▸ **WORK TO COMPLETE**:
a - In the passage on making sense of new data, reproduce the text from "Variable names can" to "the variable types?".
b - Why does the passage on making sense of new data advise avoiding white space in column names? Answer in one to three sentences.

▸ **PAGE TEXT**:
------

The value of a specific variable (e.g., 44.9 million)

The more you look at it, the more you realize that just because you have data doesn’t necessarily mean that you’re ready to start making sense of it.

Some of the column names seemingly make sense such as region and pop_millions. Others, like gini and college_share, are rather ambiguous. So, what do you do?

This lack of clarity is a real problem. Here we are only talking about one small dataset of which you are personally invested, but imagine all the data tables that your organization dumps into SQL Server with minimal documentation.

Making sense of new data

We need to answer several questions before we have the confidence to perform meaningful analysis.

What is our unit of analysis?

Generally, what do we find each row to represent? Is our unit of analysis a person, a place, and product?

What do the column names mean?

Variable names can be messy and it is not uncommon to find unknown abbreviations or random characters such as ISO3c, XRTY79, REG2 at the top of each column.

When building or cleaning your own datasets, make column names as descriptive as possible. Also, avoid white space that could turn into a headache during subsequent analysis. I prefer using all lowercase with the underscore character as needed. For example, instead of Population in 2020, use population_2020. It is important to pick an approach and stick with it.

What are the variable types?

Are the variables text (e.g., country) or numeric (e.g., gdp_billions). Are the numeric values scaled in some way? Are percentages reported in decimal form (e.g., 0.4 vs. 40)? Do date variables have the format mm-dd-yyyy, dd-mm-yyyy, or something else?

This is helpful for anyone trying to use your new-found data or understand your analysis. It is critical if you plan to load the data points into company systems or incorporate assets into Business Intelligence (BI) tools.

------

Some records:
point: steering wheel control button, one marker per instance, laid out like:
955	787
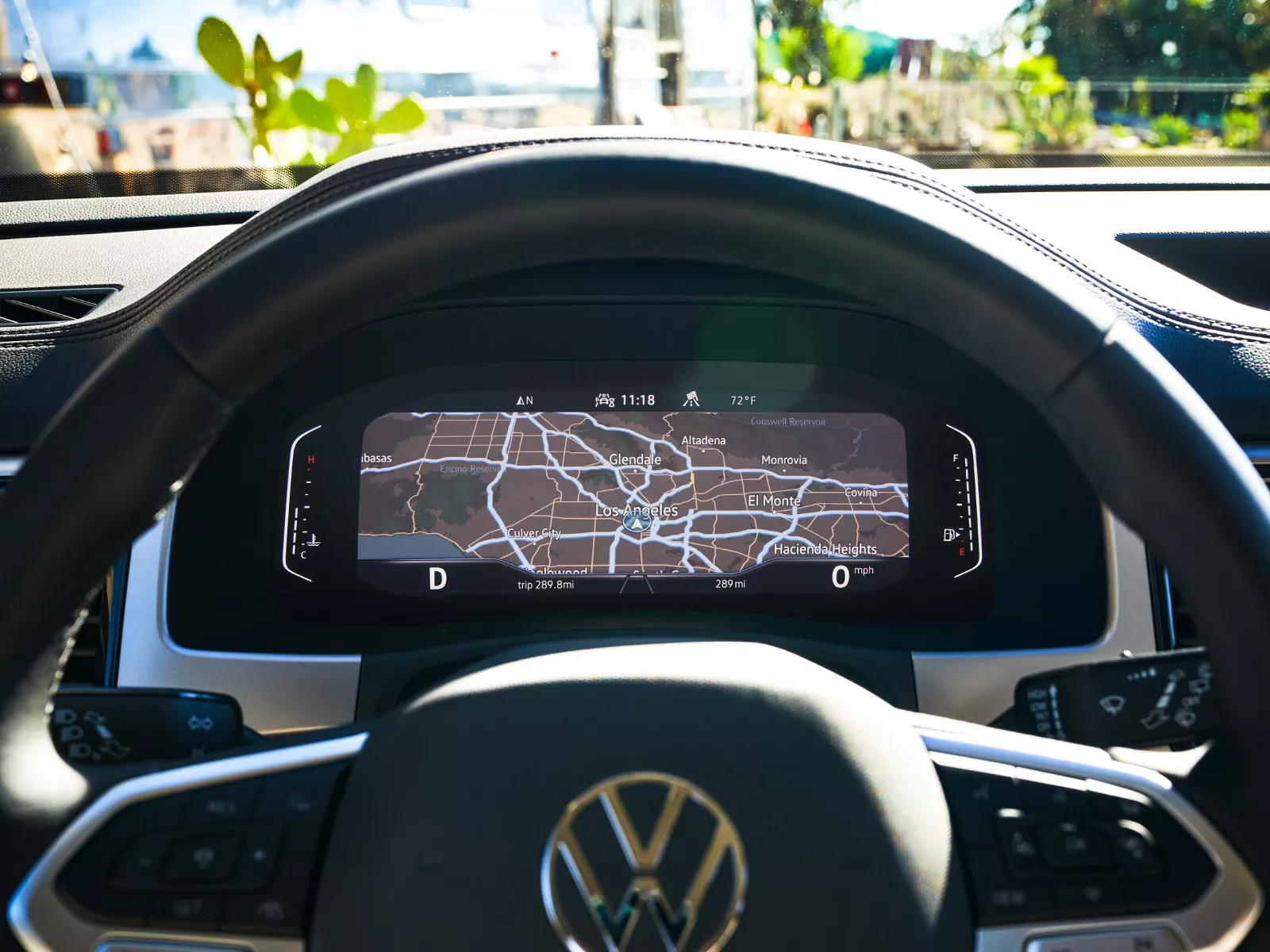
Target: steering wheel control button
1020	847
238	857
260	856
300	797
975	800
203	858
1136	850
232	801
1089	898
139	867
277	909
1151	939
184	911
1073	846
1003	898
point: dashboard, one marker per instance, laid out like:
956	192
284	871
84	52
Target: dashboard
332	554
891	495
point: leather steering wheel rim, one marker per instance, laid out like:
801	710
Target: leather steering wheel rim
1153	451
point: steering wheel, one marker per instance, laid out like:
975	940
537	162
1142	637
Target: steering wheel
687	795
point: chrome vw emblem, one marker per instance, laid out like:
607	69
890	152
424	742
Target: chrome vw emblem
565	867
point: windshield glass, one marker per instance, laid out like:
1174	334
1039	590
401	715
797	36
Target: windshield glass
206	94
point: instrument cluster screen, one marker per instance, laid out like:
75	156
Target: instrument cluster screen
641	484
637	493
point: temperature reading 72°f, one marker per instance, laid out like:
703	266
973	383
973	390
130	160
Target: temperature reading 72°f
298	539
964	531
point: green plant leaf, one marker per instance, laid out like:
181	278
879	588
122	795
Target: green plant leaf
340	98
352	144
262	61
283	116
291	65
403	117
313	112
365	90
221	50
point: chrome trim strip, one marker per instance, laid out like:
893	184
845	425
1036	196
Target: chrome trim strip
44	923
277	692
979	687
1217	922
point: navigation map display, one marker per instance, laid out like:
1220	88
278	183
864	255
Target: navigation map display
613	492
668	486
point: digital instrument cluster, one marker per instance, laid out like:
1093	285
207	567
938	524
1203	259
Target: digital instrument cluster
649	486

------

▸ **SOLUTIONS TO EACH TASK**:
a -
Variable names can be messy and it is not uncommon to find unknown abbreviations or random characters such as ISO3c, XRTY79, REG2 at the top of each column.

When building or cleaning your own datasets, make column names as descriptive as possible. Also, avoid white space that could turn into a headache during subsequent analysis. I prefer using all lowercase with the underscore character as needed. For example, instead of Population in 2020, use population_2020. It is important to pick an approach and stick with it.

What are the variable types?

b - White space in column names could turn into a headache during later analysis. The passage prefers all-lowercase names with underscores as needed, such as population_2020 instead of Population in 2020.